Columna


Putin y la carta que nunca envié

HENRY VERGARA SAGBINI

20 de marzo de 2023 12:00 AM

No podía resultar de otra manera: cuando sus padres decidieron colocarle, premonitoriamente, ‘Vladimir’, nombre propio que en ruso significa ‘PODER y SUBYUGAR’, sabían que con el paso del tiempo aquel muchachito conquistaría al mundo o lo destruiría y, cada vez que se mirara al espejo, exclamaría, presumido y orgulloso: “Putin, ¡eres el Putas!”.

Abogado y político de 70 años, nació en San Petersburgo, segunda ciudad más importante de la Federación Rusa, en el hogar de Vladimir Spiridonovich y María Ivanovna, experto en artes marciales y, sobre todo, en ‘Tiro al Ucraniano’, líder de facto del partido político ‘Rusia-Unida’, presidente desde 2012 como también del 2000 al 2008 y de 2008 al 2012, vitalicio cual tirano que se respete, ‘imprescindible’ hasta la eternidad como Fidel, Maduro, Chávez, Ortega y los faraones egipcios.

Sin embargo, cuando expertos en sicología humana se aproximaron a la mente de Vladimir, la encontraron hecha piltrafa: carencias afectivas y del espacio físico donde nació y creció generando personalidad narcisista, arrogante, disimulando el vacío de sus sentimientos, empeñado, sospechosamente, en demostrar y demostrarse muy viril, despreciando a los débiles e, igual que Hitler en su paranoia nacionalista - narcisista, ama a los perros, teme a su sombra.

EXPLORA EL MATERIAL:
A. Responde estas preguntas sobre la columna de Putin:
(i) ¿Qué significa en ruso el nombre 'Vladimir'?
(ii) ¿En qué ciudad nació Putin?
(iii) ¿Qué animal dice la columna que ama, igual que Hitler?
B. Prosigue la columna sobre Putin a partir de su última oración.

DATOS PARA ANALIZAR:
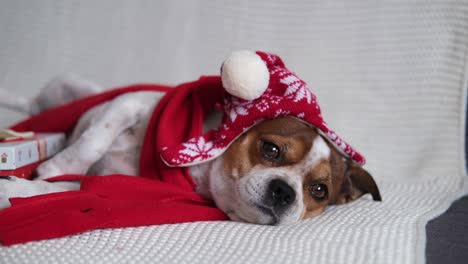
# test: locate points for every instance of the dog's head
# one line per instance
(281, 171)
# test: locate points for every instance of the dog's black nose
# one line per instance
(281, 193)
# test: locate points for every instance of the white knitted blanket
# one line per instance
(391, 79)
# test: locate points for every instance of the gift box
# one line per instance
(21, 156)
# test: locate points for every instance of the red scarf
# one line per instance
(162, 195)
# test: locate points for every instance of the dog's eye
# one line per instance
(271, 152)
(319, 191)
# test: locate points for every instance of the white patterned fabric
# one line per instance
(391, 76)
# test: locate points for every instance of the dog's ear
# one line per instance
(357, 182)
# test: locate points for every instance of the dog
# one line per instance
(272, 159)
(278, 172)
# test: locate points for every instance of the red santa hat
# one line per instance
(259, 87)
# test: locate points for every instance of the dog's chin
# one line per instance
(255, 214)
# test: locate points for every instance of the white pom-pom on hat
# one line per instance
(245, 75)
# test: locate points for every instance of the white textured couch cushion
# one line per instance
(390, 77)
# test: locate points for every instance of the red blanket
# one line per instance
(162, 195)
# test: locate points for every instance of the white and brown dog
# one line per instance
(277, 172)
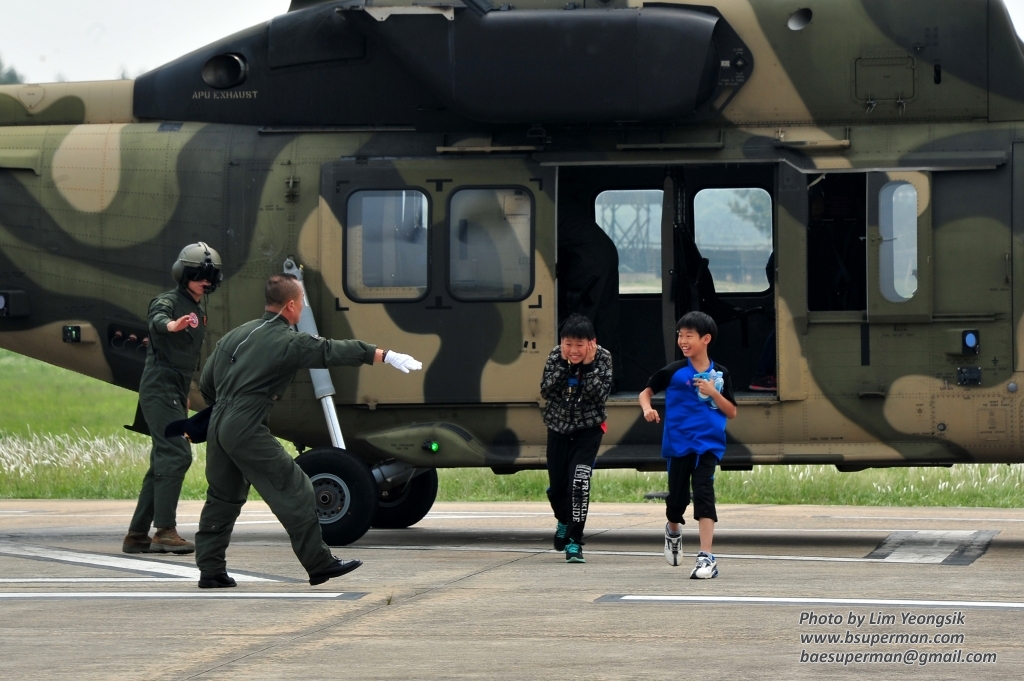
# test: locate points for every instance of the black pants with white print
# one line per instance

* * *

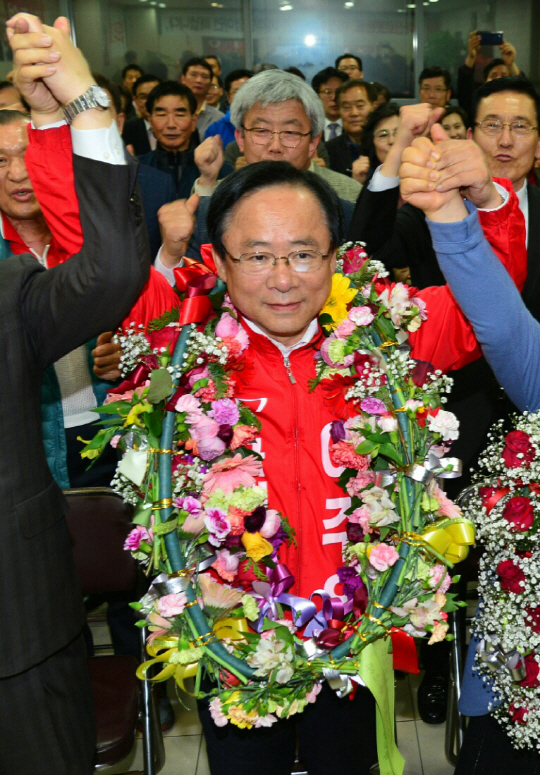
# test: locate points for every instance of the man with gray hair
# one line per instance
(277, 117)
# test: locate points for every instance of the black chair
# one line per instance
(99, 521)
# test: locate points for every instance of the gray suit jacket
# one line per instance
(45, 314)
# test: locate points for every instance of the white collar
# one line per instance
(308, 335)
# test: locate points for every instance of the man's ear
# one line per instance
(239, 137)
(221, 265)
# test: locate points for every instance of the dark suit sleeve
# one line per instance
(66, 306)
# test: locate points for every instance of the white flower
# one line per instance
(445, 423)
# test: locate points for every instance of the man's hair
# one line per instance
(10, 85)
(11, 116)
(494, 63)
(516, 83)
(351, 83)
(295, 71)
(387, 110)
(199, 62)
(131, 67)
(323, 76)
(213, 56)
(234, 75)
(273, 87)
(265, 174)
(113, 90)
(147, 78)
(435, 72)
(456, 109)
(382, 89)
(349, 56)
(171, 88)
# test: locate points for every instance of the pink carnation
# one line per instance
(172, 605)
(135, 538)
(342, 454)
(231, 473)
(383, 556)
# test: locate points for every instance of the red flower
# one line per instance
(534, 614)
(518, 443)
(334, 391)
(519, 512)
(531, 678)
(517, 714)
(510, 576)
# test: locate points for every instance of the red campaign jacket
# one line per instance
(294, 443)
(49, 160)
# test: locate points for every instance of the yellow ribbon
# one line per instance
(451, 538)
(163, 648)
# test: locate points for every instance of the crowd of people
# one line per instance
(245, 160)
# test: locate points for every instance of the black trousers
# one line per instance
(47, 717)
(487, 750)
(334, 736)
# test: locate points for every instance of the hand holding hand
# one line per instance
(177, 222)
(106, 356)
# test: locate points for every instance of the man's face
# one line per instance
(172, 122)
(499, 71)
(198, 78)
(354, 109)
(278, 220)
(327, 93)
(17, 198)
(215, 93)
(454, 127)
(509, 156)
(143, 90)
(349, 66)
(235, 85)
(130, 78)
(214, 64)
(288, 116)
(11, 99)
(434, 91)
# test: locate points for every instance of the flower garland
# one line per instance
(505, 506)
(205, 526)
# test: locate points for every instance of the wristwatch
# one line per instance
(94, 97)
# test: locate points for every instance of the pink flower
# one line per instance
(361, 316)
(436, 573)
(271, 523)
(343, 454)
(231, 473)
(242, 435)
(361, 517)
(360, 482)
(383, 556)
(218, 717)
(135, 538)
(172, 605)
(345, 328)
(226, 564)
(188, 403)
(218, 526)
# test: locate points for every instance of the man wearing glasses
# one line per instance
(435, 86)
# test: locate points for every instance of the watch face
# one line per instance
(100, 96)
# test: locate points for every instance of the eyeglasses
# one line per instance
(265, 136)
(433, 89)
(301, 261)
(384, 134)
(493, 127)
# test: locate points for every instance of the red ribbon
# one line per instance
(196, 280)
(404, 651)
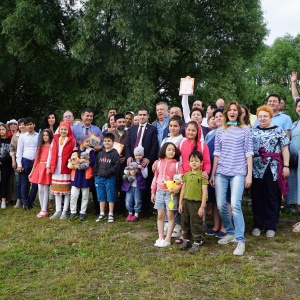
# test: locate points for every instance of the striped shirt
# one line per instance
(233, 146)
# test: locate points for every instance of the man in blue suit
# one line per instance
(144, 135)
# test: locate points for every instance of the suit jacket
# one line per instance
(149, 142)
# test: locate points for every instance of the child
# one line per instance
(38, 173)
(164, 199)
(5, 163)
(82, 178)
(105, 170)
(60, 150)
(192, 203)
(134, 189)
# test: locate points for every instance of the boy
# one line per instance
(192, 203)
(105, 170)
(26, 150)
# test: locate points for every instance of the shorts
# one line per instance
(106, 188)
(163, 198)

TUS RESPUESTAS:
A.
(i) 'PODER y SUBYUGAR'.
(ii) En San Petersburgo.
(iii) Los perros.

B.
Tiranosaurio moderno, obstinado con la ‘reconquista de Ucrania’, considera un deber impostergable resarcir a su patria de la traición de Mijaíl Gorbachov desintegrando a la Unión Soviética.

A Putin no le importa que los muertos y desplazados se cuenten por millones ante los ojos de un mundo aculillado y organismos internacionales, convidados de piedra y protocolos.

En un arranque de dolor y locura, redacté memorial de agravios dirigido a Putin, exigiéndole poner fin a esa guerra sin alma ni cuartel, no solo contra el ejército ucraniano, masacra civiles, abuelos y niños en hospitales y guarderías. ¡Bellaco! ¡Genocida!

Escogí, una a una, palabras, argumentos y, después de varias noches con sus respectivas madrugadas, sometí la carta al escrutinio de mi esposa, María Claret, dueña de vigoroso sentido común, abogada experta en no dejarme meter en problemas guiado solo por mis sentimientos. Este fue su veredicto: “Si no te para bola William Dau que está a la vuelta de la esquina, no creo que Vladimir, al final del mundo, lea lo que escribes. ¡Menos mal! Sería capaz de mandarnos misiles de esos que llaman ‘inteligentes’, destruyendo murallas y castillos de Cartagena, nuestro mayor atractivo turístico y, entonces sí que nos jodimos para siempre, convertidos en corregimiento de Barranquilla.